■ **PASSAGE PROVIDED**
--- begin ---
2022-10-16 10:00:47

by Shawn Guo

[permalink] [raw]
Subject: [PATCH 0/3] Manage domain power state for hibernate freeze

The series tries to fix a hardware lockup issue caused by missing domain
power state management from hibernate .freeze[thaw]_noirq hooks. The
detailed description of the issue can be found in commit log of patch
#3.

Shawn Guo (3):
PM: domains: Pass generic PM noirq hooks to genpd_finish_suspend()
PM: domains: Consolidate genpd_restore_noirq() and
genpd_resume_noirq()
PM: domains: Power off[on] domain in hibernate .freeze[thaw]_noirq
hook

drivers/base/power/domain.c | 130 +++++++++++++++---------------------
1 file changed, 52 insertions(+), 78 deletions(-)

--
2.25.1


2022-10-16 10:02:01

by Shawn Guo

[permalink] [raw]
Subject: [PATCH 1/3] PM: domains: Pass generic PM noirq hooks to genpd_finish_suspend()

While argument `poweroff` works fine for genpd_finish_suspend() to handle
distinction between suspend and poweroff, it won't scale if we want to
use it for freeze as well. Pass generic PM noirq hooks as arguments
instead, so that the function can possibly cover freeze case too.

Signed-off-by: Shawn Guo <[email protected]>
---
drivers/base/power/domain.c | 25 +++++++++++++------------
1 file changed, 13 insertions(+), 12 deletions(-)

diff --git a/drivers/base/power/domain.c b/drivers/base/power/domain.c
index 55a10e6d4e2a..01f5644938e0 100644
--- a/drivers/base/power/domain.c
+++ b/drivers/base/power/domain.c
@@ -1189,12 +1189,15 @@ static int genpd_prepare(struct device *dev)
--- end ---
■ **STATED GOAL A**
Please reproduce the records verbatim, from their start through the line holding "column 199, row 338", with both ends included.

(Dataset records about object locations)
--- begin ---
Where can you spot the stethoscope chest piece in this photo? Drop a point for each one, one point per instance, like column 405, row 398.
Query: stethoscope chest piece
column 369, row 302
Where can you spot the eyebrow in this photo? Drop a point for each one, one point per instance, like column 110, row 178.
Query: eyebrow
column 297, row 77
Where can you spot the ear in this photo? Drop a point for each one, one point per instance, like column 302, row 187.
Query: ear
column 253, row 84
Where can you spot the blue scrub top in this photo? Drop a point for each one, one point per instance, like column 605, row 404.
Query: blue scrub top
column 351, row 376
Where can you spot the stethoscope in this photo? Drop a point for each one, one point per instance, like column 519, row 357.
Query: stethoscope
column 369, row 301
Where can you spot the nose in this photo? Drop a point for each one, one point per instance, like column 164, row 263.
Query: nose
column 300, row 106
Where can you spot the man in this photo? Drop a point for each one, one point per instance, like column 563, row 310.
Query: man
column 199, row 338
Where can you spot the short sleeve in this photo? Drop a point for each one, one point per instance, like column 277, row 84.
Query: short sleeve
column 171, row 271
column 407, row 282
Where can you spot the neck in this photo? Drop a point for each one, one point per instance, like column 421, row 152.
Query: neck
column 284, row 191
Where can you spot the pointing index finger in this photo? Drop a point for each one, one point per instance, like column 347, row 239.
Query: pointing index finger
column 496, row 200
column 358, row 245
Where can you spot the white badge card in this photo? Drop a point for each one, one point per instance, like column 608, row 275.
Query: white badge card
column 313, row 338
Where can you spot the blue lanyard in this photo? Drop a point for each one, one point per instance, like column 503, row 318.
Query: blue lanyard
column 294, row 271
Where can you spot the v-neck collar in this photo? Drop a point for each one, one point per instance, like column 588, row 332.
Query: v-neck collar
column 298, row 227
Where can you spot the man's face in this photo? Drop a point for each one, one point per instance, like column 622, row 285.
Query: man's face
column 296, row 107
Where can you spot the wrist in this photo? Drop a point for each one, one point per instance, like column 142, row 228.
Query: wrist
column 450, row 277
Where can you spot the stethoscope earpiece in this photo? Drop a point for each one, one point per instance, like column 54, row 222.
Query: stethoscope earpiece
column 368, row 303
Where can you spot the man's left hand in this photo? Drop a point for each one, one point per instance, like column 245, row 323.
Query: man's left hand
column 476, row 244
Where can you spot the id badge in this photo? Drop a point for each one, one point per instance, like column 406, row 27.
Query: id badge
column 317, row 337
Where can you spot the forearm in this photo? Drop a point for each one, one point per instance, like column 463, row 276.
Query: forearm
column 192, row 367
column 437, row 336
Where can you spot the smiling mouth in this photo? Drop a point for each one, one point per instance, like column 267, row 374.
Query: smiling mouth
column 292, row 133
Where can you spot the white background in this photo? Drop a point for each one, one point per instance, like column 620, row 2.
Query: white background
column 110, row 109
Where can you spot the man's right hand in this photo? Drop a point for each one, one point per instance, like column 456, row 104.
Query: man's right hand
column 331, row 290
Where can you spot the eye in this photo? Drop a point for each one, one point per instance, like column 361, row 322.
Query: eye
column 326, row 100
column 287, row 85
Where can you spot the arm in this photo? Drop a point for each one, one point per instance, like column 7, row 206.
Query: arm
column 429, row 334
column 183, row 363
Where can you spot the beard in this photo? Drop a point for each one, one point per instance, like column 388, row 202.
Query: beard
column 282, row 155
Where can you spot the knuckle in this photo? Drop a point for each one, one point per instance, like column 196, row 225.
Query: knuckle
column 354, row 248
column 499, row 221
--- end ---
■ **STATED GOAL B**
Answer these questions about the kernel patch thread, one per line:
(i) How many insertions and deletions does the cover letter report for the whole series?
(ii) Which two functions does the second patch consolidate?
(iii) In the first patch, which argument to genpd_finish_suspend() is said not to scale for freeze?

■ **FINISHED ANSWER A**
Where can you spot the stethoscope chest piece in this photo? Drop a point for each one, one point per instance, like column 405, row 398.
Query: stethoscope chest piece
column 369, row 302
Where can you spot the eyebrow in this photo? Drop a point for each one, one point per instance, like column 110, row 178.
Query: eyebrow
column 297, row 77
Where can you spot the ear in this photo? Drop a point for each one, one point per instance, like column 302, row 187.
Query: ear
column 253, row 84
Where can you spot the blue scrub top in this photo? Drop a point for each one, one point per instance, like column 605, row 404.
Query: blue scrub top
column 351, row 376
Where can you spot the stethoscope in this photo? Drop a point for each one, one point per instance, like column 519, row 357.
Query: stethoscope
column 369, row 301
Where can you spot the nose in this photo? Drop a point for each one, one point per instance, like column 164, row 263.
Query: nose
column 300, row 106
Where can you spot the man in this photo? Drop a point for each one, one point per instance, like column 563, row 310.
Query: man
column 199, row 338

■ **FINISHED ANSWER B**
(i) 52 insertions and 78 deletions.
(ii) genpd_restore_noirq() and genpd_resume_noirq().
(iii) The argument `poweroff`.